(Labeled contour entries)
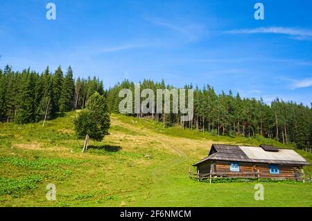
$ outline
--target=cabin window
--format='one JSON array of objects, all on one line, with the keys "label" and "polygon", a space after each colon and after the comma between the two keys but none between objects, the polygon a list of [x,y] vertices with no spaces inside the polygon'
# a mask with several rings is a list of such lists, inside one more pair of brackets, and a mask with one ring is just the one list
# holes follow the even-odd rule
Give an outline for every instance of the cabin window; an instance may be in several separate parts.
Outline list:
[{"label": "cabin window", "polygon": [[271,174],[279,174],[279,168],[278,165],[271,164],[269,167],[270,167],[270,173]]},{"label": "cabin window", "polygon": [[231,163],[229,170],[232,172],[239,172],[239,163]]}]

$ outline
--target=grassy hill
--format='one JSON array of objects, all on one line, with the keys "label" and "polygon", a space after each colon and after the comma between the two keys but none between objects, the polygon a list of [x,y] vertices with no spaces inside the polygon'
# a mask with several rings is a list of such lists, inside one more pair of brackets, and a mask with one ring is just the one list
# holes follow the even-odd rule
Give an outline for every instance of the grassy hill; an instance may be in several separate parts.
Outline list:
[{"label": "grassy hill", "polygon": [[[256,183],[209,184],[189,179],[189,167],[212,143],[245,145],[276,141],[229,138],[120,115],[110,135],[81,153],[73,120],[76,112],[42,124],[0,124],[0,206],[311,206],[311,183],[263,182],[264,201],[255,201]],[[309,162],[312,154],[297,151]],[[305,168],[311,176],[311,167]],[[56,186],[56,201],[46,186]]]}]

Request:
Pull out every line above in which the word "Give" appears, and copy each one in full.

Completed exercise:
Give an outline for every instance of the cabin window; an instance may be in several separate parts.
Give an outline for every instance of the grassy hill; an instance may be in several separate parts.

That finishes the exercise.